Task description ▸ Can you rewrite the data below, replacing "match analytics" with "sports analytics" throughout and leaving everything else unchanged?

----------------

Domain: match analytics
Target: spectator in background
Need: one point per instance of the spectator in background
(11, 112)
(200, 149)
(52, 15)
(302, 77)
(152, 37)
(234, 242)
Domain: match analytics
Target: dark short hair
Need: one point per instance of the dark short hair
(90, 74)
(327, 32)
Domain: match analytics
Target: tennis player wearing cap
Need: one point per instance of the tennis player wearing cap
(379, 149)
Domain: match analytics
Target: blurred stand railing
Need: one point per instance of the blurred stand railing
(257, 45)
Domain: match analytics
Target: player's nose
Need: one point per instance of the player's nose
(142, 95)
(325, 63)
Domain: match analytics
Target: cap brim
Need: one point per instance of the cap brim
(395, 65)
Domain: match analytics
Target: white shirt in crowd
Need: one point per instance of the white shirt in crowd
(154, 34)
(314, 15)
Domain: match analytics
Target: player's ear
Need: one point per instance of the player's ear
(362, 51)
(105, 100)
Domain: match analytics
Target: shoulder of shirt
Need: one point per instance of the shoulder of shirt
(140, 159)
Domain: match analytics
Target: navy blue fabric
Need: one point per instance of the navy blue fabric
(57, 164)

----------------

Answer below ▸
Domain: sports analytics
Target: spectator in background
Need: one point per instance of the spectator in background
(11, 112)
(200, 149)
(52, 15)
(302, 77)
(152, 37)
(234, 242)
Domain: sports analytics
Target: dark short hair
Need: one point per instance of the dark short hair
(90, 74)
(327, 32)
Domain: sports analytics
Target: tennis player wearing cap
Need: one point per instance of the tennis player wearing cap
(379, 149)
Domain: sports analytics
Target: blurred stand railing
Need: one point per instance of the blurred stand railing
(257, 45)
Domain: sports analytics
Target: player's nose
Need: one point per instance of the player's nose
(142, 95)
(325, 63)
Domain: sports analytics
Target: cap brim
Need: one point per instance of the cap brim
(395, 65)
Domain: sports analytics
Target: white shirt in crowd
Need: one point per instance of the white shirt in crowd
(154, 34)
(314, 15)
Domain: sports analytics
Target: player's ear
Need: one point per instance of the player's ear
(362, 51)
(105, 100)
Domain: sports analytics
Target: shoulder of shirt
Need: one point per instance of the shoulder of shirt
(140, 159)
Domain: sports analytics
Target: navy blue fabric
Need: one point per instance of the navy blue fabric
(57, 164)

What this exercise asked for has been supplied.